TEXT BLOCK
------------------------------------------------
Reinsurance is a specific form of insurance utilized by insurance companies to help spread the burden of indemnification and defense.  Generally, a reinsurance company will contract with an insurance company to cover a specified portion of the insurance company’s obligations to its policyholder(s) in the event of a valid claim.


The California Insurance Code defines “reinsurance” as a contract by which an insurer procures a third person to insure him against loss or liability by reason of such original insurance.

Under such a reinsurance contract, the primary insurer will “cede” a portion of the premiums [paid by its policyholder(s)] to the reinsurer so that it will cover a portion of any losses suffered on those policies.  In other words, the policyholder pays a premium to their insurer, who, in turn, pays a reinsurer a percentage of that initial premium as consideration for reinsuring a specified portion of the original risk. Thereafter, if a policyholder suffers a loss, the original insurer will compensate the particular policyholder, and the reinsurer, in turn, indemnifies the insurer.

In short, reinsurance is a method of apportioning risk between an original insurer and a reinsurer.  The ceding insurer’s (i.e., the original insurer) portion of the risk is typically known as the “retention share.”  The retention of some risk by the ceding insurer generally encourages it to underwrite property, as it remains liable for at least a portion of any payout made to a policyholder.  For example, assume that the original insurer issues a $1 million liability policy to the insured policyholder for a $10,000 premium.  Thereafter, the insurer enters into a reinsurance contract with a reinsurer that agrees to assume any liability over $100,000 pursuant to the insurer’s policy in exchange for a $2,500 reinsurance premium.  The $100,000 is the insurer’s “retention share.”

Here, the insurer will have to pay the reinsurer $2,500 of every $10,000 premium payment it receives.  Should the policyholder suffer an injury, (or other damage/harm), and submits a covered claim (or if he or she submits a claim which is denied and thereafter files a lawsuit and recovers the amount owed through litigation), the insurer will be responsible to the policyholder for the entire loss up to $1 million.
------------------------------------------------
JOB A
In the reinsurance text's example, what amount is the insurer's "retention share"?

EXERCISE MATERIAL
------------------------------------------------
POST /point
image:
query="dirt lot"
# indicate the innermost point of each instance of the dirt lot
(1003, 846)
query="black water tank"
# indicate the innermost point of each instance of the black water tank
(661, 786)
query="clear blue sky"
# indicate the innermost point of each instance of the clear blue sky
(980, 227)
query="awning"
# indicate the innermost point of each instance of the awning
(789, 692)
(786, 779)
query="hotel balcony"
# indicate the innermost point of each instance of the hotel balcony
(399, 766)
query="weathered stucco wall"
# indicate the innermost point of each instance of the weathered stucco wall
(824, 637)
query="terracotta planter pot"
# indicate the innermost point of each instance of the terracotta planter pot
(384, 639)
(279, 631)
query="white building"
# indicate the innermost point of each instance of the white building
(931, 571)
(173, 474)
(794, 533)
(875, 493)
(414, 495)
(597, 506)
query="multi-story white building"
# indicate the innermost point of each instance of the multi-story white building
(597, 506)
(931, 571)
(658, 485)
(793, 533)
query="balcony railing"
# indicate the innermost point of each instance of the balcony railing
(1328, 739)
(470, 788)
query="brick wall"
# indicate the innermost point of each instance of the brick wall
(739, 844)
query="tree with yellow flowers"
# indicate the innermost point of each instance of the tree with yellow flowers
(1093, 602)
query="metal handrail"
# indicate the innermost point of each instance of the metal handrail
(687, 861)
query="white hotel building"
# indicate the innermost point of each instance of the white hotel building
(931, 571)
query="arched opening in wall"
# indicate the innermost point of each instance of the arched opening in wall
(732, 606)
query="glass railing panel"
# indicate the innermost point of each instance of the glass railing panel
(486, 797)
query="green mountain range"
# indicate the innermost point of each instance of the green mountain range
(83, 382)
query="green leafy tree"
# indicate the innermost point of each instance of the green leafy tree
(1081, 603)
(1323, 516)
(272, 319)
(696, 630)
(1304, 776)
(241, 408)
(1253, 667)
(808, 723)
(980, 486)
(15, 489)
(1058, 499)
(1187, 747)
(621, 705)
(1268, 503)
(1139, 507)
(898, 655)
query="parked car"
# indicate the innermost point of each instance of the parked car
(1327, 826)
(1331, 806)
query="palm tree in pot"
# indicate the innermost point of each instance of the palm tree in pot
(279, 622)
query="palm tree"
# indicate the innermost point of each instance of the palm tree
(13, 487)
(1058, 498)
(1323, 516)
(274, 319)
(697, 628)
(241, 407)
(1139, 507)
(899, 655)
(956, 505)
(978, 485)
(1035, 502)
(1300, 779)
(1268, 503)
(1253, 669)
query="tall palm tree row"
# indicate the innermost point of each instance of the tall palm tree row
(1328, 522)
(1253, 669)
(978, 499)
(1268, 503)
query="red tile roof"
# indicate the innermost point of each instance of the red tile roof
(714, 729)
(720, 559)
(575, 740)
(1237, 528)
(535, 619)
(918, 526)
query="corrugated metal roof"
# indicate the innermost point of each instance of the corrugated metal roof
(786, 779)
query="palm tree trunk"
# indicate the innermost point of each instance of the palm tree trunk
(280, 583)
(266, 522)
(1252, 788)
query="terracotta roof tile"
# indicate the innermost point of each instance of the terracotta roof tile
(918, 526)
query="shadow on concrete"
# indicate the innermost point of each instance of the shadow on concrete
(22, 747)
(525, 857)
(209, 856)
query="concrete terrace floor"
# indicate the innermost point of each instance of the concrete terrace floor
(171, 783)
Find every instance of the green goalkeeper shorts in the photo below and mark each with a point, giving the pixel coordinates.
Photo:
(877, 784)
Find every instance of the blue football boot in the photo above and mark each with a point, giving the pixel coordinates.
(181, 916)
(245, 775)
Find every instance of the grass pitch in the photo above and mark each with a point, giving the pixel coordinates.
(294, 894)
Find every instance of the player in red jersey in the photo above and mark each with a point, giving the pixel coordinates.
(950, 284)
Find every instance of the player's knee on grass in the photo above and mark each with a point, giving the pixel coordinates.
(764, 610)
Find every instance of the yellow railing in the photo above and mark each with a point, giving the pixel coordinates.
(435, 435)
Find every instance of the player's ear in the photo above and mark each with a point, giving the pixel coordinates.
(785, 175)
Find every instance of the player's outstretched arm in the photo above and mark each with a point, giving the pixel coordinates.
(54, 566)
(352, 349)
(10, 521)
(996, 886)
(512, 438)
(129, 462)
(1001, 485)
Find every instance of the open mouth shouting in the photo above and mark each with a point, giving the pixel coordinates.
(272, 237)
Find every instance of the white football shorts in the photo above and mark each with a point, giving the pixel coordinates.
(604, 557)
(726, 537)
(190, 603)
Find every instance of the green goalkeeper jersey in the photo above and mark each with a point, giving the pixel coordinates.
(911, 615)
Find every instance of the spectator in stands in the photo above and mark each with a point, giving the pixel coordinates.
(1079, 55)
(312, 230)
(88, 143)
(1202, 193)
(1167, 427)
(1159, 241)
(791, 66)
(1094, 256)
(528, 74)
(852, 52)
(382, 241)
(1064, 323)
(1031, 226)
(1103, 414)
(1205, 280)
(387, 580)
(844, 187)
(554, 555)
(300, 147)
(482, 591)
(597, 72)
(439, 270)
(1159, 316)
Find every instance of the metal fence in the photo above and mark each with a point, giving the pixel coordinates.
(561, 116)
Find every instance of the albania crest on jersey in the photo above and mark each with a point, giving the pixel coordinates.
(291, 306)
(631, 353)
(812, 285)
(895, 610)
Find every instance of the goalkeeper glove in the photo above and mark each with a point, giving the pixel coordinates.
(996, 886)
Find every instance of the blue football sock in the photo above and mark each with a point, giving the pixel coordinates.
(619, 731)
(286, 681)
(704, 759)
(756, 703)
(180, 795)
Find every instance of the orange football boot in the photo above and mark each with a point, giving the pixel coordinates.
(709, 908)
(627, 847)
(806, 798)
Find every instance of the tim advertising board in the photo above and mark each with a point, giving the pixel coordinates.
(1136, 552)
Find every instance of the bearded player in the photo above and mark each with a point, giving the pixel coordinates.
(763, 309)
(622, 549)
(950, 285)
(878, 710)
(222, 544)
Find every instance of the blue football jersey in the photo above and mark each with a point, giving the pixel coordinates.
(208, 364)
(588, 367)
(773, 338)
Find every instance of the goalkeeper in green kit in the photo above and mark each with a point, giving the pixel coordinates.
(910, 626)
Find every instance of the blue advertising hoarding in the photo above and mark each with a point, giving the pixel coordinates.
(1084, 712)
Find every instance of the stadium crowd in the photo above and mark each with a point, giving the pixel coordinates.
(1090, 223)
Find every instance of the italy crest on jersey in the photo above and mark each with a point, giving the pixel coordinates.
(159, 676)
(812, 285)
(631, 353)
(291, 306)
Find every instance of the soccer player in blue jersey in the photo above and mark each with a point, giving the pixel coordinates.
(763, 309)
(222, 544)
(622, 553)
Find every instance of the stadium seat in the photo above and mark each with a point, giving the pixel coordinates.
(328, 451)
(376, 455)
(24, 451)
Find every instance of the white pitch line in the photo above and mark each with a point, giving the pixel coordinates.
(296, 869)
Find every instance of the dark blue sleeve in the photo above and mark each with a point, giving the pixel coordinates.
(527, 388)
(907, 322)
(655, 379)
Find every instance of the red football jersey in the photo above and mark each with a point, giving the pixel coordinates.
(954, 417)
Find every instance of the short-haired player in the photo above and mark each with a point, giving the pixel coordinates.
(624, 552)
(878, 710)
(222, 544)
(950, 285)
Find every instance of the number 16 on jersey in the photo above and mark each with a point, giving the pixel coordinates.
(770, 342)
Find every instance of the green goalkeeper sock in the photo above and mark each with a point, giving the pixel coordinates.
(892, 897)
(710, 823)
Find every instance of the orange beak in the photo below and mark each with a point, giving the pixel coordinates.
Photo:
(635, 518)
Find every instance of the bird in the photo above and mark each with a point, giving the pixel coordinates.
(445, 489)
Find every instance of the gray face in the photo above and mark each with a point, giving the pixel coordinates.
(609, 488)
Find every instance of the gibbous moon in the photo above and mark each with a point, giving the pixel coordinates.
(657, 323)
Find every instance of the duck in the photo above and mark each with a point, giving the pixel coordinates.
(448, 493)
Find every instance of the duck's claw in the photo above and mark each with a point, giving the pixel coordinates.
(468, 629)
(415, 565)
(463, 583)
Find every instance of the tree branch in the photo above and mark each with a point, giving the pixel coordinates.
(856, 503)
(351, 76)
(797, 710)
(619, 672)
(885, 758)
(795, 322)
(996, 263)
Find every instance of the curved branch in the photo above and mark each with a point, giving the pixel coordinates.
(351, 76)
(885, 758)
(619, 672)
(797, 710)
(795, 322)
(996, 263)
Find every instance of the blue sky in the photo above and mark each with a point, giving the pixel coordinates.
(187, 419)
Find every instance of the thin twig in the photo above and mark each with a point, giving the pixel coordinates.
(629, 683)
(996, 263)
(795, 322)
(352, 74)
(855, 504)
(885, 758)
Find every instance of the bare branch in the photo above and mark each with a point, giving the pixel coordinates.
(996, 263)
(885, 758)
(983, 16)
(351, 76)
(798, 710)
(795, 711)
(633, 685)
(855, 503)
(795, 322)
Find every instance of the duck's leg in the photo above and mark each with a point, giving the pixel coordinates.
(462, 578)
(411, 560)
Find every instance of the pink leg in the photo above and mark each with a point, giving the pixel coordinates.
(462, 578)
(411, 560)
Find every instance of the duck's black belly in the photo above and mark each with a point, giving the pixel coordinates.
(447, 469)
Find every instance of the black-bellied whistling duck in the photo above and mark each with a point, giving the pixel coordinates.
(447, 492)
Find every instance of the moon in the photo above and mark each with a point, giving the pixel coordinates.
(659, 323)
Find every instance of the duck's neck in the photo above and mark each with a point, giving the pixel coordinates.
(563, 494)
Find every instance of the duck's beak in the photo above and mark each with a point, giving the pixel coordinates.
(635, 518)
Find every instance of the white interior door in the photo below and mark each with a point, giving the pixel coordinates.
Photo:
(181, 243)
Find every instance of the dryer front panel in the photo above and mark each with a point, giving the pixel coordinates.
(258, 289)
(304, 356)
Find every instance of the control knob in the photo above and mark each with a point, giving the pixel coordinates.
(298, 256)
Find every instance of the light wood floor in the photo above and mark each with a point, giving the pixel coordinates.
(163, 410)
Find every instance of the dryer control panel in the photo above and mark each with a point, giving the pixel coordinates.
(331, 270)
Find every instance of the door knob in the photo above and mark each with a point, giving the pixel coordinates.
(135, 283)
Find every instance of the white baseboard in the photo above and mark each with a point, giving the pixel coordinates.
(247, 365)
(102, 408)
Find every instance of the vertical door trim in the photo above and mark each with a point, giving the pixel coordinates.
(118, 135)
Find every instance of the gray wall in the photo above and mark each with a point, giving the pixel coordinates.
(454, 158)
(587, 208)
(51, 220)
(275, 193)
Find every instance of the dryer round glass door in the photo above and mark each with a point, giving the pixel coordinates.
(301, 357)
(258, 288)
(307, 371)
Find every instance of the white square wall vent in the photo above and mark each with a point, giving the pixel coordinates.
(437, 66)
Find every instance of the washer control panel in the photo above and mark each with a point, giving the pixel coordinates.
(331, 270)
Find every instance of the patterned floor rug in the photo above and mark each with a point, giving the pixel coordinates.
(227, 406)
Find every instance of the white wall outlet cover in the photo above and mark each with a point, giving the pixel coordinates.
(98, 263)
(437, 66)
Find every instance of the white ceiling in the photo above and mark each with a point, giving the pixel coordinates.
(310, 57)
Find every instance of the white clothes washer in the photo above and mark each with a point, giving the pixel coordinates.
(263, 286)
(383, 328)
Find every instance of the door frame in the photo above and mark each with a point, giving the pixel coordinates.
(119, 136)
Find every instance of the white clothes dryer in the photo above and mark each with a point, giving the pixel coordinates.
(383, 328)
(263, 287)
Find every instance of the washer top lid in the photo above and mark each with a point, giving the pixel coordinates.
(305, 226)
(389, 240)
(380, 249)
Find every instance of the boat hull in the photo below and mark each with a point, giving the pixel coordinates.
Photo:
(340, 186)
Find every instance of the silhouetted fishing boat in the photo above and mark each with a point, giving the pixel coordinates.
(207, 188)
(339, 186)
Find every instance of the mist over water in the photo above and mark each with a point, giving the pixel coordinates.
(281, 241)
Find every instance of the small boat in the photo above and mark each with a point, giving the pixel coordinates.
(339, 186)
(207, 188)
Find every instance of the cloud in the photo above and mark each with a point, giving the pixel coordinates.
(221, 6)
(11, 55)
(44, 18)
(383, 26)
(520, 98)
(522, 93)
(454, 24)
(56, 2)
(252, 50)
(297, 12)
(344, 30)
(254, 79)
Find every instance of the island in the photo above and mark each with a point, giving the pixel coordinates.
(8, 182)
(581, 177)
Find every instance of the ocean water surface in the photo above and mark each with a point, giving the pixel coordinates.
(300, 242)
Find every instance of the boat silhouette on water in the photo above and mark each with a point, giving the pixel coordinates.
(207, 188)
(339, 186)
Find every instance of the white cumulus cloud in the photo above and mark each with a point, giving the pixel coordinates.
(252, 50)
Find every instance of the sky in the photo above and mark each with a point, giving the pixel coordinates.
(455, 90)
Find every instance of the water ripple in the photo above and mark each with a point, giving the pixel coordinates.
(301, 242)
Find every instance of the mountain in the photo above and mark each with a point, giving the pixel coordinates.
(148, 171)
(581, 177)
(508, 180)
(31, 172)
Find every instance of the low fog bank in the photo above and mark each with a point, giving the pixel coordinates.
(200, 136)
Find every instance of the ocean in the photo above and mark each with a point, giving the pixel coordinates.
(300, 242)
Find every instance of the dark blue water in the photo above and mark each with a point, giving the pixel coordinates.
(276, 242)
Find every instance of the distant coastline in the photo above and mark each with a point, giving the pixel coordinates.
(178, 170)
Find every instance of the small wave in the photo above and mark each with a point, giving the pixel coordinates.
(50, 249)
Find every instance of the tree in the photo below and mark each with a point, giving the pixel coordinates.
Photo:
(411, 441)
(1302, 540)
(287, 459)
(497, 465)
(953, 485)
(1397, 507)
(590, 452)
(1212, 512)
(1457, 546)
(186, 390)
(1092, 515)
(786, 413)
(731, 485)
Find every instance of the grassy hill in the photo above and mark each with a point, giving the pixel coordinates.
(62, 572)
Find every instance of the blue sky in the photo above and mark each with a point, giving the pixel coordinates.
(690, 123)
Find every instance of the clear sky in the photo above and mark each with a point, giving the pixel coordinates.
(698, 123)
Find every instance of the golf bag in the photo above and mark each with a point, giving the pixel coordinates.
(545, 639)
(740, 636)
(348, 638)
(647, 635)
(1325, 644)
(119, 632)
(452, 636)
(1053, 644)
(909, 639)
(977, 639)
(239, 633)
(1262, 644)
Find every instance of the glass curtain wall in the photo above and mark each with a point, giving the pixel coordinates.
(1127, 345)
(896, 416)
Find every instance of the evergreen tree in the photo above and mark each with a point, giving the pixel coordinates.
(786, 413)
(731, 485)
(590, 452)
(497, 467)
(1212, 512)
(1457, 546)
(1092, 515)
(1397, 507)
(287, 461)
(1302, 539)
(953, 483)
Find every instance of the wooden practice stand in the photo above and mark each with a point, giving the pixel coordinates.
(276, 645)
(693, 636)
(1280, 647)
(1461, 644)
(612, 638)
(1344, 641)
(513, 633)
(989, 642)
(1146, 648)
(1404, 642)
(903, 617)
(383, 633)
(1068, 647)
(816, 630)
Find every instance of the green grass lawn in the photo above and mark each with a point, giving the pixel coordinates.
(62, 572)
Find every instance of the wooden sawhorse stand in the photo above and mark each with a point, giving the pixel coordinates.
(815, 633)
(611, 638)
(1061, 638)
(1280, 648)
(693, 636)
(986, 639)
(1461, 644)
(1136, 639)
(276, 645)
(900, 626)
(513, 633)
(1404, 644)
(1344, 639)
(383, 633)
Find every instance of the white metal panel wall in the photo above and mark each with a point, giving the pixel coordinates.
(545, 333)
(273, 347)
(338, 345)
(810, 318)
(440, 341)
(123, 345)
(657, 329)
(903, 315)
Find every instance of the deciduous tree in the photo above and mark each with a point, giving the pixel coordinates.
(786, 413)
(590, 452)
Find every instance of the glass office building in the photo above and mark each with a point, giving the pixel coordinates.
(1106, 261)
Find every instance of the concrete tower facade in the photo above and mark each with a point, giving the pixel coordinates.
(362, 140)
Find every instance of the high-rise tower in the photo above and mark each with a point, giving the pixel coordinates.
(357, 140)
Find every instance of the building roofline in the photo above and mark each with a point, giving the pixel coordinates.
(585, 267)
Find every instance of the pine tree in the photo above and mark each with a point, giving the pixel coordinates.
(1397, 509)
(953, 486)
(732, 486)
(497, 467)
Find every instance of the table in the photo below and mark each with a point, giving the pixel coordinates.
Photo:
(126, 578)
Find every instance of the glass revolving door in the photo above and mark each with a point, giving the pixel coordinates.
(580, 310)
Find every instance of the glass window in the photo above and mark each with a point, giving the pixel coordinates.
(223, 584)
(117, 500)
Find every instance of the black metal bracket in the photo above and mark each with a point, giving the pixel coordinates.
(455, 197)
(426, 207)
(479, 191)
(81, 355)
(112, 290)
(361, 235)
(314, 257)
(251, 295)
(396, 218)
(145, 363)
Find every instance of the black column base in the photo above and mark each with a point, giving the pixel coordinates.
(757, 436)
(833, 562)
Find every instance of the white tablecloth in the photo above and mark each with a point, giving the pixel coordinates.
------------------------------------------------
JOB B
Report every line of the rows that contains the string "beak", matching case exactly.

EXERCISE RESULT A
$100,000.

EXERCISE RESULT B
Find every instance of the orange beak in the photo below and mark each with a point, giving the pixel coordinates.
Find every instance of the duck's beak in the photo above and mark each with a point, giving the pixel coordinates.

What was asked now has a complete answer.